Immunonkologische Therapien

Checkpoint-Inhibitoren: Dafür gab es den Medizin-Nobelpreis

Stuttgart - 01.10.2018, 17:55 Uhr

Die Arbeiten der diesjährigen Medizin-Nobelpreisträger James Allison und Tasuku Honjo sind Grundlage der Wirkstoffklasse der Checkpoint-Inhibitoren. ( r / Foto: imago)

Die Arbeiten der diesjährigen Medizin-Nobelpreisträger James Allison und Tasuku Honjo sind Grundlage der Wirkstoffklasse der Checkpoint-Inhibitoren. ( r / Foto: imago)


Die Arbeiten der Medizin-Nobelpreisträger 2018, James Allison und Tasuku Honjo, sind die Grundlage der Wirkstoffklasse der Checkpoint-Inhibitoren. Die Wirkung der innovativen Krebsarzneimittel basiert darauf, das eigene Immunsystem gegen den Tumor zu aktivieren. Eine ganze Reihe von Wirkstoffen hat bereits die Marktreife erlangt.
========
Aufgabenstellung. Gib an, worauf laut dem Textauszug die Wirkung der Checkpoint-Inhibitoren beruht.
========
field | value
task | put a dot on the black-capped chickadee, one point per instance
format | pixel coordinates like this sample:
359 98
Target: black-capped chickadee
========
Antwort. Die Wirkung beruht darauf, das eigene Immunsystem gegen den Tumor zu aktivieren.